SET EXERCISE: Show every line in the rows below that contains the word "provide". Case counts.

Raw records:
□ □ □ □ □ □ □

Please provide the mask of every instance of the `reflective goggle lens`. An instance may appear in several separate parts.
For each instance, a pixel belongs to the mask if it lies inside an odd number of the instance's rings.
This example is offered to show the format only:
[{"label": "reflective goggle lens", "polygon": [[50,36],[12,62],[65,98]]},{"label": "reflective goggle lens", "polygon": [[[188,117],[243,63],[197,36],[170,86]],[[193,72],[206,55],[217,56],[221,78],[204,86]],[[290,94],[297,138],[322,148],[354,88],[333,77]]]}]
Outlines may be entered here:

□ □ □ □ □ □ □

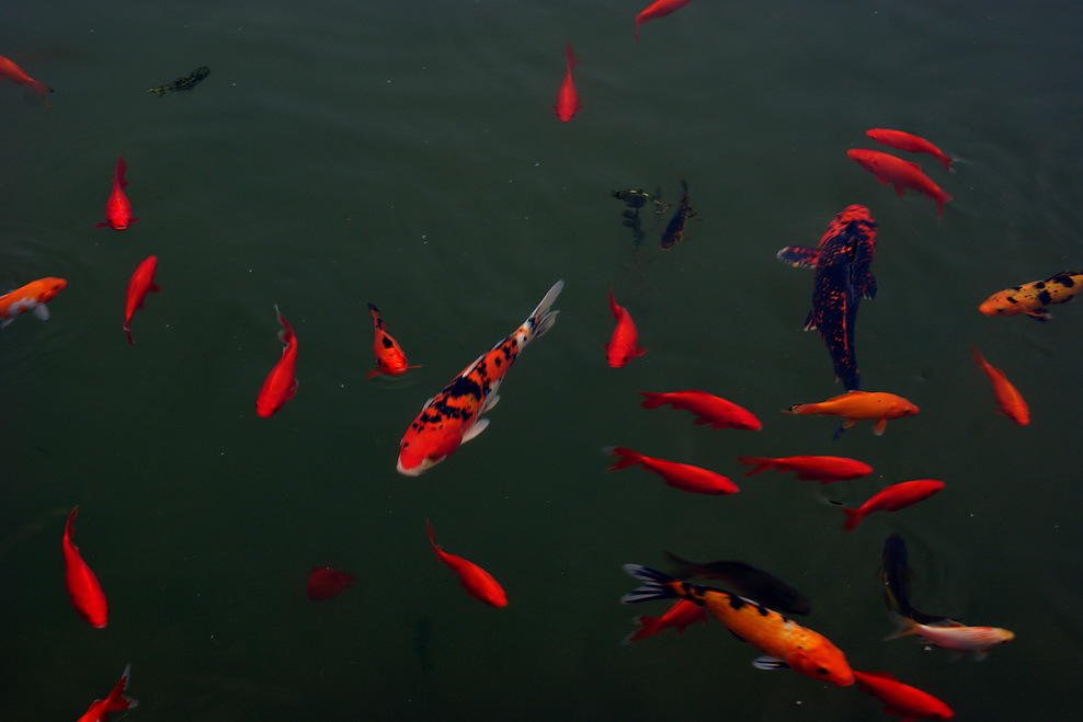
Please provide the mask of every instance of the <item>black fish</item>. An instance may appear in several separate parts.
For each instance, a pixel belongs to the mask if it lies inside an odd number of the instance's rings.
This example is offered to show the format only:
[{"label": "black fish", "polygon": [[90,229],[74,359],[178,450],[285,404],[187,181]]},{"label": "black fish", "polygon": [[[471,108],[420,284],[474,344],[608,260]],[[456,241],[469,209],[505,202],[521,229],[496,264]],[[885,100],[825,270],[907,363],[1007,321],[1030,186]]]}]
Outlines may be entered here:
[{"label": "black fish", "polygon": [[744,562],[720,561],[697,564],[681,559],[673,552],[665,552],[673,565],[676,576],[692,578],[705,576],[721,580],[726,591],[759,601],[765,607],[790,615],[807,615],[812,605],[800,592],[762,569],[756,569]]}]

□ □ □ □ □ □ □

RESULT:
Please provide the mask of every instance of the `reflective goggle lens`. An instance may appear in several separate parts.
Please provide the mask of every instance of the <item>black fish</item>. An instance may appear in several separate parts.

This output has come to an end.